(Records shown)
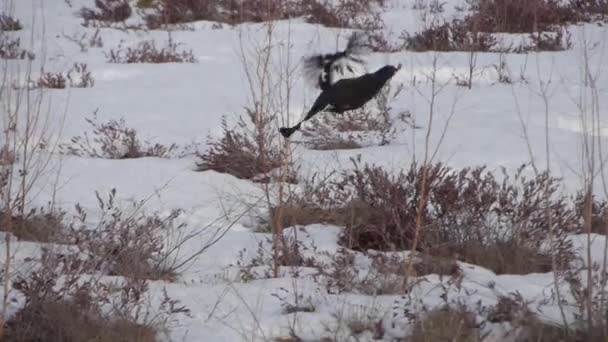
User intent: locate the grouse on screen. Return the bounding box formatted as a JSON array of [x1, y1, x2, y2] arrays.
[[279, 64, 401, 138], [280, 33, 401, 138]]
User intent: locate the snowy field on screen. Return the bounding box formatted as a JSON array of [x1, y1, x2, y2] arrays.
[[1, 0, 608, 341]]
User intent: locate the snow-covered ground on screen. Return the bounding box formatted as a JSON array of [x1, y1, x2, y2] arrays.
[[2, 0, 608, 341]]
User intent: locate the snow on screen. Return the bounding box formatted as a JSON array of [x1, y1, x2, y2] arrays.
[[1, 0, 608, 341]]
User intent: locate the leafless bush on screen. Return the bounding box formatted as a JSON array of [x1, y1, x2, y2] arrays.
[[5, 248, 189, 341], [0, 13, 22, 31], [465, 0, 573, 33], [276, 161, 576, 275], [570, 0, 608, 17], [69, 189, 185, 280], [60, 112, 179, 159], [136, 0, 156, 8], [493, 54, 513, 83], [36, 72, 67, 89], [322, 249, 461, 295], [107, 36, 196, 64], [143, 0, 386, 29], [62, 29, 104, 52], [196, 114, 294, 183], [67, 63, 95, 88], [573, 191, 608, 234], [483, 292, 601, 341], [529, 28, 573, 51], [564, 256, 608, 340], [79, 0, 132, 24], [32, 64, 94, 89], [0, 35, 35, 60], [0, 206, 67, 243], [404, 19, 497, 52], [408, 305, 481, 342]]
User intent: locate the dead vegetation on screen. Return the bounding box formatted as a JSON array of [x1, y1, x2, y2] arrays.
[[402, 0, 604, 52], [0, 35, 35, 60], [107, 36, 196, 63], [79, 0, 132, 24], [60, 111, 179, 159], [0, 13, 22, 31], [322, 249, 461, 295], [32, 64, 95, 89], [196, 113, 295, 183], [408, 305, 481, 342], [274, 161, 577, 275], [0, 207, 67, 243], [68, 189, 185, 281], [4, 247, 189, 342], [142, 0, 386, 30]]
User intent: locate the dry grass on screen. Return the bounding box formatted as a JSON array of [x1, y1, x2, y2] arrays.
[[4, 243, 189, 342], [69, 190, 184, 281], [107, 36, 196, 64], [321, 248, 461, 295], [0, 14, 22, 31], [275, 162, 576, 275], [143, 0, 386, 29], [465, 0, 572, 33], [34, 65, 95, 89], [404, 19, 498, 52], [60, 112, 179, 159], [4, 298, 157, 342], [0, 207, 67, 243], [0, 35, 35, 60], [196, 114, 295, 183], [36, 72, 67, 89], [408, 305, 481, 342], [79, 0, 132, 24]]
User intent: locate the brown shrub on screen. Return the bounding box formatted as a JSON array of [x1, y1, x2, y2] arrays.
[[0, 35, 35, 60], [197, 114, 294, 183], [404, 19, 497, 52], [574, 191, 608, 234], [60, 111, 179, 159], [317, 246, 461, 295], [107, 36, 196, 63], [408, 305, 481, 342], [36, 72, 67, 89], [465, 0, 573, 33], [276, 161, 576, 275], [0, 13, 23, 31], [67, 62, 95, 88], [143, 0, 386, 29], [5, 246, 189, 342], [0, 207, 67, 243], [69, 189, 184, 281], [62, 29, 104, 52], [570, 0, 608, 17], [4, 298, 157, 342], [79, 0, 132, 23], [484, 292, 603, 341]]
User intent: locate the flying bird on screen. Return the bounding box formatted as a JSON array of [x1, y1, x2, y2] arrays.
[[280, 33, 401, 138]]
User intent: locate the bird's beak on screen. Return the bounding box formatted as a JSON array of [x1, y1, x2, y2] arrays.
[[397, 63, 402, 70]]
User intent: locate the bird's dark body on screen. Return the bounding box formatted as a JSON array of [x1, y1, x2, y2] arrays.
[[318, 67, 397, 112], [279, 65, 400, 138], [279, 33, 401, 138]]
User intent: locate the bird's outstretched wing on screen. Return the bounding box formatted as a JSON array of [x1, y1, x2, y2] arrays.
[[302, 32, 371, 91]]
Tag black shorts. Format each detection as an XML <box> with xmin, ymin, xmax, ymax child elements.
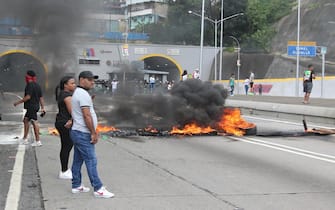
<box><xmin>303</xmin><ymin>81</ymin><xmax>313</xmax><ymax>93</ymax></box>
<box><xmin>24</xmin><ymin>109</ymin><xmax>38</xmax><ymax>121</ymax></box>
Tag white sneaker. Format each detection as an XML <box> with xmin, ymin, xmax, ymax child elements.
<box><xmin>94</xmin><ymin>186</ymin><xmax>114</xmax><ymax>198</ymax></box>
<box><xmin>20</xmin><ymin>138</ymin><xmax>29</xmax><ymax>145</ymax></box>
<box><xmin>59</xmin><ymin>169</ymin><xmax>72</xmax><ymax>179</ymax></box>
<box><xmin>72</xmin><ymin>185</ymin><xmax>90</xmax><ymax>194</ymax></box>
<box><xmin>31</xmin><ymin>141</ymin><xmax>42</xmax><ymax>147</ymax></box>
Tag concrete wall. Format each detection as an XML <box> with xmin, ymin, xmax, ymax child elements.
<box><xmin>0</xmin><ymin>38</ymin><xmax>215</xmax><ymax>81</ymax></box>
<box><xmin>218</xmin><ymin>77</ymin><xmax>335</xmax><ymax>99</ymax></box>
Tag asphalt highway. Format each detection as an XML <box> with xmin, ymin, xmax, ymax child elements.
<box><xmin>1</xmin><ymin>94</ymin><xmax>335</xmax><ymax>210</ymax></box>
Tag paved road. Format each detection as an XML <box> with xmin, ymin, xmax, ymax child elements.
<box><xmin>1</xmin><ymin>94</ymin><xmax>335</xmax><ymax>210</ymax></box>
<box><xmin>1</xmin><ymin>114</ymin><xmax>334</xmax><ymax>210</ymax></box>
<box><xmin>36</xmin><ymin>115</ymin><xmax>335</xmax><ymax>210</ymax></box>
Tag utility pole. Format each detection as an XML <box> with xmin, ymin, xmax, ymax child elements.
<box><xmin>295</xmin><ymin>0</ymin><xmax>301</xmax><ymax>96</ymax></box>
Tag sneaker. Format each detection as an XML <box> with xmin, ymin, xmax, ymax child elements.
<box><xmin>94</xmin><ymin>186</ymin><xmax>114</xmax><ymax>198</ymax></box>
<box><xmin>31</xmin><ymin>141</ymin><xmax>42</xmax><ymax>147</ymax></box>
<box><xmin>72</xmin><ymin>185</ymin><xmax>90</xmax><ymax>194</ymax></box>
<box><xmin>19</xmin><ymin>138</ymin><xmax>29</xmax><ymax>145</ymax></box>
<box><xmin>59</xmin><ymin>169</ymin><xmax>72</xmax><ymax>179</ymax></box>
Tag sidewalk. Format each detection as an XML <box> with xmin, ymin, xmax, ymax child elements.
<box><xmin>227</xmin><ymin>95</ymin><xmax>335</xmax><ymax>107</ymax></box>
<box><xmin>225</xmin><ymin>95</ymin><xmax>335</xmax><ymax>125</ymax></box>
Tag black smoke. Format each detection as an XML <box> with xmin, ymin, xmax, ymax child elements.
<box><xmin>102</xmin><ymin>79</ymin><xmax>228</xmax><ymax>129</ymax></box>
<box><xmin>0</xmin><ymin>0</ymin><xmax>94</xmax><ymax>92</ymax></box>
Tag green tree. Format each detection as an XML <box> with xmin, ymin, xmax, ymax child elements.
<box><xmin>147</xmin><ymin>0</ymin><xmax>203</xmax><ymax>45</ymax></box>
<box><xmin>147</xmin><ymin>0</ymin><xmax>293</xmax><ymax>50</ymax></box>
<box><xmin>245</xmin><ymin>0</ymin><xmax>293</xmax><ymax>51</ymax></box>
<box><xmin>148</xmin><ymin>0</ymin><xmax>248</xmax><ymax>46</ymax></box>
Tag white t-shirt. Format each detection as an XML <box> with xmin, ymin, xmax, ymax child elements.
<box><xmin>111</xmin><ymin>81</ymin><xmax>118</xmax><ymax>90</ymax></box>
<box><xmin>249</xmin><ymin>72</ymin><xmax>255</xmax><ymax>82</ymax></box>
<box><xmin>71</xmin><ymin>87</ymin><xmax>98</xmax><ymax>133</ymax></box>
<box><xmin>149</xmin><ymin>76</ymin><xmax>155</xmax><ymax>84</ymax></box>
<box><xmin>243</xmin><ymin>78</ymin><xmax>250</xmax><ymax>86</ymax></box>
<box><xmin>193</xmin><ymin>71</ymin><xmax>200</xmax><ymax>79</ymax></box>
<box><xmin>182</xmin><ymin>74</ymin><xmax>188</xmax><ymax>81</ymax></box>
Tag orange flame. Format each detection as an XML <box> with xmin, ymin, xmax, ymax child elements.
<box><xmin>216</xmin><ymin>108</ymin><xmax>255</xmax><ymax>136</ymax></box>
<box><xmin>170</xmin><ymin>122</ymin><xmax>216</xmax><ymax>135</ymax></box>
<box><xmin>144</xmin><ymin>125</ymin><xmax>159</xmax><ymax>133</ymax></box>
<box><xmin>48</xmin><ymin>127</ymin><xmax>59</xmax><ymax>136</ymax></box>
<box><xmin>96</xmin><ymin>124</ymin><xmax>119</xmax><ymax>133</ymax></box>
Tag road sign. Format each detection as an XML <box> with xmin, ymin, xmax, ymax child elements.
<box><xmin>287</xmin><ymin>41</ymin><xmax>317</xmax><ymax>57</ymax></box>
<box><xmin>287</xmin><ymin>46</ymin><xmax>316</xmax><ymax>57</ymax></box>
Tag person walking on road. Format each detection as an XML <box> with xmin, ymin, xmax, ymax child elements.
<box><xmin>55</xmin><ymin>76</ymin><xmax>76</xmax><ymax>179</ymax></box>
<box><xmin>303</xmin><ymin>64</ymin><xmax>316</xmax><ymax>104</ymax></box>
<box><xmin>70</xmin><ymin>71</ymin><xmax>114</xmax><ymax>198</ymax></box>
<box><xmin>229</xmin><ymin>73</ymin><xmax>235</xmax><ymax>96</ymax></box>
<box><xmin>13</xmin><ymin>70</ymin><xmax>45</xmax><ymax>146</ymax></box>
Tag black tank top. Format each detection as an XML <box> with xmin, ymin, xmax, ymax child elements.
<box><xmin>55</xmin><ymin>91</ymin><xmax>72</xmax><ymax>123</ymax></box>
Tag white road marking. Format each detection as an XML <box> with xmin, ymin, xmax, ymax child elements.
<box><xmin>230</xmin><ymin>136</ymin><xmax>335</xmax><ymax>164</ymax></box>
<box><xmin>4</xmin><ymin>145</ymin><xmax>26</xmax><ymax>210</ymax></box>
<box><xmin>4</xmin><ymin>103</ymin><xmax>26</xmax><ymax>210</ymax></box>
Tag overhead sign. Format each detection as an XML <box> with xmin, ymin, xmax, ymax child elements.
<box><xmin>287</xmin><ymin>41</ymin><xmax>316</xmax><ymax>57</ymax></box>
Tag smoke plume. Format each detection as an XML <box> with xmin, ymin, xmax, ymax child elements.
<box><xmin>103</xmin><ymin>79</ymin><xmax>228</xmax><ymax>129</ymax></box>
<box><xmin>0</xmin><ymin>0</ymin><xmax>94</xmax><ymax>91</ymax></box>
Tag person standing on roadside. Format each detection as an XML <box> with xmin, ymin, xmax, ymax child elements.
<box><xmin>111</xmin><ymin>79</ymin><xmax>118</xmax><ymax>95</ymax></box>
<box><xmin>229</xmin><ymin>73</ymin><xmax>235</xmax><ymax>96</ymax></box>
<box><xmin>55</xmin><ymin>76</ymin><xmax>76</xmax><ymax>179</ymax></box>
<box><xmin>192</xmin><ymin>69</ymin><xmax>200</xmax><ymax>79</ymax></box>
<box><xmin>243</xmin><ymin>77</ymin><xmax>250</xmax><ymax>95</ymax></box>
<box><xmin>303</xmin><ymin>64</ymin><xmax>316</xmax><ymax>104</ymax></box>
<box><xmin>149</xmin><ymin>75</ymin><xmax>155</xmax><ymax>93</ymax></box>
<box><xmin>13</xmin><ymin>70</ymin><xmax>45</xmax><ymax>146</ymax></box>
<box><xmin>182</xmin><ymin>70</ymin><xmax>188</xmax><ymax>81</ymax></box>
<box><xmin>70</xmin><ymin>71</ymin><xmax>114</xmax><ymax>198</ymax></box>
<box><xmin>249</xmin><ymin>71</ymin><xmax>255</xmax><ymax>93</ymax></box>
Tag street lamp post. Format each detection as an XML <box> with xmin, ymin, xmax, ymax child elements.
<box><xmin>219</xmin><ymin>0</ymin><xmax>223</xmax><ymax>81</ymax></box>
<box><xmin>188</xmin><ymin>11</ymin><xmax>243</xmax><ymax>81</ymax></box>
<box><xmin>295</xmin><ymin>0</ymin><xmax>301</xmax><ymax>96</ymax></box>
<box><xmin>199</xmin><ymin>0</ymin><xmax>205</xmax><ymax>79</ymax></box>
<box><xmin>229</xmin><ymin>36</ymin><xmax>240</xmax><ymax>94</ymax></box>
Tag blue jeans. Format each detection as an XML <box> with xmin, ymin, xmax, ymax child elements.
<box><xmin>70</xmin><ymin>130</ymin><xmax>103</xmax><ymax>191</ymax></box>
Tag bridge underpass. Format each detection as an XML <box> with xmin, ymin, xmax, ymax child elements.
<box><xmin>0</xmin><ymin>50</ymin><xmax>47</xmax><ymax>92</ymax></box>
<box><xmin>141</xmin><ymin>54</ymin><xmax>182</xmax><ymax>82</ymax></box>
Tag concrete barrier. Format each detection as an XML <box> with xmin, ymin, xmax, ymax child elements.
<box><xmin>215</xmin><ymin>76</ymin><xmax>335</xmax><ymax>99</ymax></box>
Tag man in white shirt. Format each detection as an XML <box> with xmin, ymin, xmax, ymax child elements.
<box><xmin>149</xmin><ymin>75</ymin><xmax>155</xmax><ymax>93</ymax></box>
<box><xmin>70</xmin><ymin>71</ymin><xmax>114</xmax><ymax>198</ymax></box>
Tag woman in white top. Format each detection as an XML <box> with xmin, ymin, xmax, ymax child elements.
<box><xmin>243</xmin><ymin>77</ymin><xmax>250</xmax><ymax>95</ymax></box>
<box><xmin>182</xmin><ymin>70</ymin><xmax>188</xmax><ymax>81</ymax></box>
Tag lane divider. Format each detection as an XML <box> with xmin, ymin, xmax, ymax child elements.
<box><xmin>245</xmin><ymin>115</ymin><xmax>335</xmax><ymax>130</ymax></box>
<box><xmin>229</xmin><ymin>136</ymin><xmax>335</xmax><ymax>164</ymax></box>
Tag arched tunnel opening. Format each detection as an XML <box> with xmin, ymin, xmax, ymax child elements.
<box><xmin>0</xmin><ymin>51</ymin><xmax>47</xmax><ymax>92</ymax></box>
<box><xmin>141</xmin><ymin>55</ymin><xmax>181</xmax><ymax>83</ymax></box>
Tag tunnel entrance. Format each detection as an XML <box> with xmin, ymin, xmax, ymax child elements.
<box><xmin>0</xmin><ymin>50</ymin><xmax>47</xmax><ymax>92</ymax></box>
<box><xmin>140</xmin><ymin>54</ymin><xmax>182</xmax><ymax>82</ymax></box>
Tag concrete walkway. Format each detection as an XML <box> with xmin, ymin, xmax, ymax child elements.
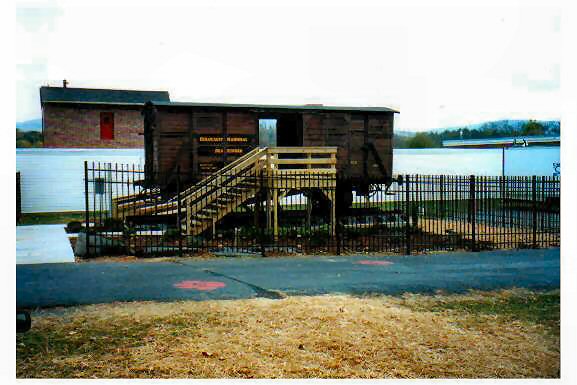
(End Records shown)
Begin at the line with "Tag arched tunnel" and retype exactly every line through the last one of the entries above, both included, and nothing more; pictures stay out.

Tag arched tunnel opening. Format each detection as an XML <box> with xmin, ymin, xmax, ymax child elements.
<box><xmin>0</xmin><ymin>51</ymin><xmax>47</xmax><ymax>92</ymax></box>
<box><xmin>141</xmin><ymin>55</ymin><xmax>181</xmax><ymax>83</ymax></box>
Tag tunnel entrance. Format each detection as an XML <box> with xmin, ymin, xmax, ymax child elements.
<box><xmin>0</xmin><ymin>50</ymin><xmax>47</xmax><ymax>92</ymax></box>
<box><xmin>140</xmin><ymin>54</ymin><xmax>182</xmax><ymax>82</ymax></box>
Tag concrete walkway. Format each detection as an XML <box> with xmin, ymin, xmax, ymax child elements.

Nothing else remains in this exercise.